# Your goal
Reproduce the following post about Christopher Hitchens word for word, from its first line to its last.

# Text
▬▬▬

I’ve been feeling called to pray for him over the past few months, on and off
Now, my prayers for him will be daily, on.
Hitchens has recently had to cancel speaking engagements discussing his recently released memoir, Hitch-22: A Memoir
A look back at a post on this maddening, fascinating and brilliant writer, whose prose I so admire:
HITCHENS’ WHACK-A-CHRISTIAN DEBATE TOUR
Because people know I greatly admire his writing (and often, his reasoning) my email is overflowing with missives about Christopher Hitchen’s 800 word hiss over the body of Jerry Falwell. Hitchens would be surprised, I think, to hear that most of the notes are good-humored, with only a few worrying that he might cause some to “lose faith,” and the balance being sad for him, in his atheism.
I’m not sad for Hitch, nor am I worried about folks “losing faith,” because of his latest book – entitled, God is Not Great – or his arguments. Chances are someone with shaky faith would have already capitulated and thrown in the white garment several months into the world-wide hype of The DaVinci Code, and they’re spiritual wimps if they can’t handle the scorn and debate of a gentleman who – although possessing a gift of supreme eloquence and a pleasant voice redolent of gin and honey – is simply a fellow with a big brain and arms perpetually crooked in a boxer’s stance. And he’s got issues, as have we all.
And his book-debating tour has been done before, several times, actually. In America William Jennings Bryan took on I-don’t-remember-who, and in England there was a most memorable series of debates between the great GK Chesterton and George Bernard Shaw, so this round of Hitchens “taking on all comers” like a good pub-buddy is nothing new. My Irish Aunties would love him.

▬▬▬

# Supplied material
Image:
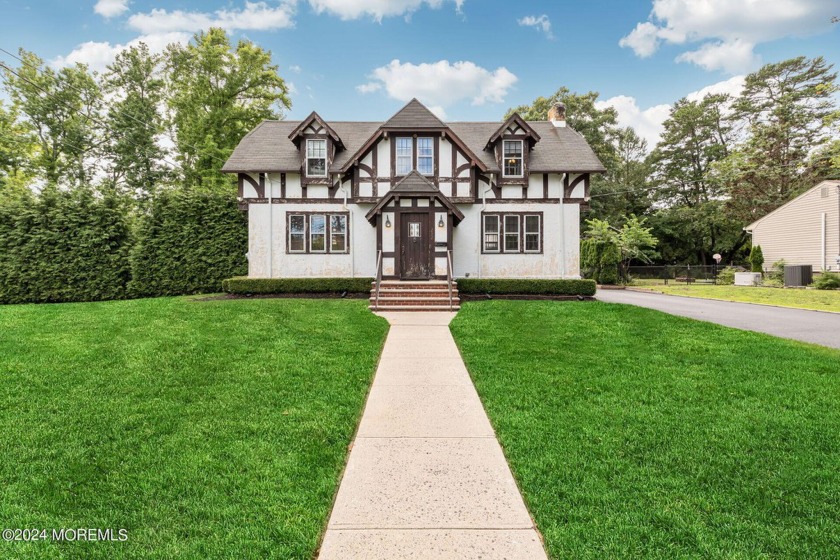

▬▬▬

# Exercise solution
I’ve been feeling called to pray for him over the past few months, on and off
Now, my prayers for him will be daily, on.
Hitchens has recently had to cancel speaking engagements discussing his recently released memoir, Hitch-22: A Memoir
A look back at a post on this maddening, fascinating and brilliant writer, whose prose I so admire:
HITCHENS’ WHACK-A-CHRISTIAN DEBATE TOUR
Because people know I greatly admire his writing (and often, his reasoning) my email is overflowing with missives about Christopher Hitchen’s 800 word hiss over the body of Jerry Falwell. Hitchens would be surprised, I think, to hear that most of the notes are good-humored, with only a few worrying that he might cause some to “lose faith,” and the balance being sad for him, in his atheism.
I’m not sad for Hitch, nor am I worried about folks “losing faith,” because of his latest book – entitled, God is Not Great – or his arguments. Chances are someone with shaky faith would have already capitulated and thrown in the white garment several months into the world-wide hype of The DaVinci Code, and they’re spiritual wimps if they can’t handle the scorn and debate of a gentleman who – although possessing a gift of supreme eloquence and a pleasant voice redolent of gin and honey – is simply a fellow with a big brain and arms perpetually crooked in a boxer’s stance. And he’s got issues, as have we all.
And his book-debating tour has been done before, several times, actually. In America William Jennings Bryan took on I-don’t-remember-who, and in England there was a most memorable series of debates between the great GK Chesterton and George Bernard Shaw, so this round of Hitchens “taking on all comers” like a good pub-buddy is nothing new. My Irish Aunties would love him.